** START Reading passage **

The Data Exploration module is designed for students with little or limited prior knowledge of data processing and exploratory data analysis. It addresses the initial steps a data analyst takes in understanding, building, cleaning, and transforming a dataset. Through this module, the student will develop the knowledge and skillset to manipulate data in dataframes, visualise the data, assess the quality of the data and use advanced exploratory methods such as clustering, correlation and association rules to better understand the data and prepare it for analysis and processing.
Introduction to Data Exploration
- Purpose of data exploration
- Data types and sources
- Intro to tools and software
The Exploratory Data Analysis (EDA) process
- Structure of the EDA process
- EDA best practices
- Review
Data Collection
- Survey design
- Basic cleaning - missing values
Data manipulation
- Creating data frames
- Subsetting data
- Applying functions to data structures
- Method chaining
- Reshaping data
- Combining datasets
- Grouping data
- Windows
- Normalisation
- Binning
- Sampling
Data cleaning
- Identifying and removing duplicated data
- Handling outliers: categorical, ordinal, interval data
- Handling missing values: imputation
- Dealing with imbalanced data
Data Quality Reports
- Measuring data quality
- Components of an effective data quality report
- Creating a data quality report
- Interpreting a data quality report
Advanced data exploration techniques
- Clustering
- Correlation
- Association rules
Time-Series Data
- Components of time-series data
- Identifying trends, seasonality and noise
- Decomposing time-series data
Matrix Data
- Array manipulation (reshaping, flattening, concatenating, splitting arrays)
- Broadcasting
- Working with Multi-dimensional arrays
This module will be delivered using lectures, practical laboratory exercises, and assignments. There will be a strong practical element.
The module's co-requisite module on Programming for Data Analytics will provide students with the knowledge of programming that will be required to support the development of the report for this module.
| Module Content & Assessment | |
|---|---|
| Assessment Breakdown | % |
| Other Assessment(s) | 100 |

** END Reading passage **

Edit the Data Exploration module description from "- Broadcasting" to "for this module.", replacing "lectures" with "seminars". The lines that follow come from a different source than the module description above.

** START Data excerpts **

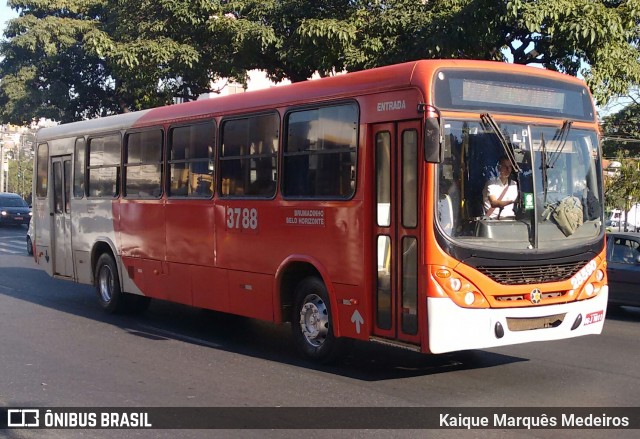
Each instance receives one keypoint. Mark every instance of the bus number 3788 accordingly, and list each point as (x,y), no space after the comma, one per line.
(242,218)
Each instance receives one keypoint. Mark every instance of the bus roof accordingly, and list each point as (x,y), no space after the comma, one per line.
(336,87)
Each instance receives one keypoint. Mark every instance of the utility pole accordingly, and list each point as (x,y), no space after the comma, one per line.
(2,161)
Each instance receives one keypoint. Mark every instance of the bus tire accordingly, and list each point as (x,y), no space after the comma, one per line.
(312,322)
(110,296)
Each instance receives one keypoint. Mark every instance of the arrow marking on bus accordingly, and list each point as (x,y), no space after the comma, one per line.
(357,319)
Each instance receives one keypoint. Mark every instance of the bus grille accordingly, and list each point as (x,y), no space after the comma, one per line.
(534,274)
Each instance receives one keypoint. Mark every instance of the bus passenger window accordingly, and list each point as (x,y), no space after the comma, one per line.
(42,170)
(248,156)
(103,166)
(79,158)
(320,154)
(191,160)
(143,164)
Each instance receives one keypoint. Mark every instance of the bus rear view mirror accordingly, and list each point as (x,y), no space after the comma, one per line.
(432,145)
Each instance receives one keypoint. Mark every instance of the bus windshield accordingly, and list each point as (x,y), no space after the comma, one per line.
(551,168)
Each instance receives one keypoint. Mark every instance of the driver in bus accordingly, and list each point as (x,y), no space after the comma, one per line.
(500,193)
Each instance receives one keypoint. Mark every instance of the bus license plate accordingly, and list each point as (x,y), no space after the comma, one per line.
(594,317)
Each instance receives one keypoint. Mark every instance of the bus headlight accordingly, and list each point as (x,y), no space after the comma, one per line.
(457,288)
(589,289)
(469,298)
(599,275)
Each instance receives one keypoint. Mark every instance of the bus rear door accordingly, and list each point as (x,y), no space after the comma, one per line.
(396,231)
(61,216)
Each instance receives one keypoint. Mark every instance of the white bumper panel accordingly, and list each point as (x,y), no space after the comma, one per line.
(452,328)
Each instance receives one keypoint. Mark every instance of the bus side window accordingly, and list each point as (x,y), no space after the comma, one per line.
(320,153)
(190,160)
(248,156)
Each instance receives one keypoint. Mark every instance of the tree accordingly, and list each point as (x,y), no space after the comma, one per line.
(74,59)
(622,189)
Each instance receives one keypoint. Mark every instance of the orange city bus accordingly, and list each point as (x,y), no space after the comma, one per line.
(350,206)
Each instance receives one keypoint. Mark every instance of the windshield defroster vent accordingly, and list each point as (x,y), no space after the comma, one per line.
(531,274)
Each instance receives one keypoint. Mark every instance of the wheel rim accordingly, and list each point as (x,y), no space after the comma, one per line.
(105,283)
(314,320)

** END Data excerpts **

> **Exercise response**:
- Broadcasting
- Working with Multi-dimensional arrays
This module will be delivered using seminars, practical laboratory exercises, and assignments. There will be a strong practical element.
The module's co-requisite module on Programming for Data Analytics will provide students with the knowledge of programming that will be required to support the development of the report for this module.